WORK TO DO: Could you output the records below as a JSON list of strings, with one string per line and blank lines left out?
##### INPUT ROWS
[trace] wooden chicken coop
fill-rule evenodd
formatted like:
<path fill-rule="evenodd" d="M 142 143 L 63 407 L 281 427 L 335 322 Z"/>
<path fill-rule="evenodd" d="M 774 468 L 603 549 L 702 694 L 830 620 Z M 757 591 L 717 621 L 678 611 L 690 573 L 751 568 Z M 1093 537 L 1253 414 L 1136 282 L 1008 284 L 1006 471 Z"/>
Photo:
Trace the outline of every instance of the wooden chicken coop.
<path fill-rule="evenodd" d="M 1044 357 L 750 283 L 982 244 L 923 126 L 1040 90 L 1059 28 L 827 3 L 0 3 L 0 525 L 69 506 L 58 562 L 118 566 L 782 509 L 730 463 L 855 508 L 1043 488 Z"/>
##########
SOLUTION TO THIS EXERCISE:
[
  "[trace] wooden chicken coop",
  "fill-rule evenodd",
  "formatted like:",
  "<path fill-rule=\"evenodd\" d=\"M 142 143 L 63 407 L 281 427 L 335 322 Z\"/>",
  "<path fill-rule=\"evenodd\" d=\"M 774 468 L 603 549 L 702 694 L 830 620 Z M 757 591 L 717 621 L 678 611 L 690 573 L 751 568 Z M 1093 537 L 1253 414 L 1136 282 L 1008 284 L 1006 471 Z\"/>",
  "Photo:",
  "Trace the outline of every instance of the wooden chicken coop.",
  "<path fill-rule=\"evenodd\" d=\"M 1044 357 L 750 283 L 982 244 L 923 126 L 1040 90 L 1059 28 L 827 3 L 0 3 L 0 525 L 69 506 L 58 562 L 118 566 L 782 509 L 730 463 L 855 508 L 1043 488 Z\"/>"
]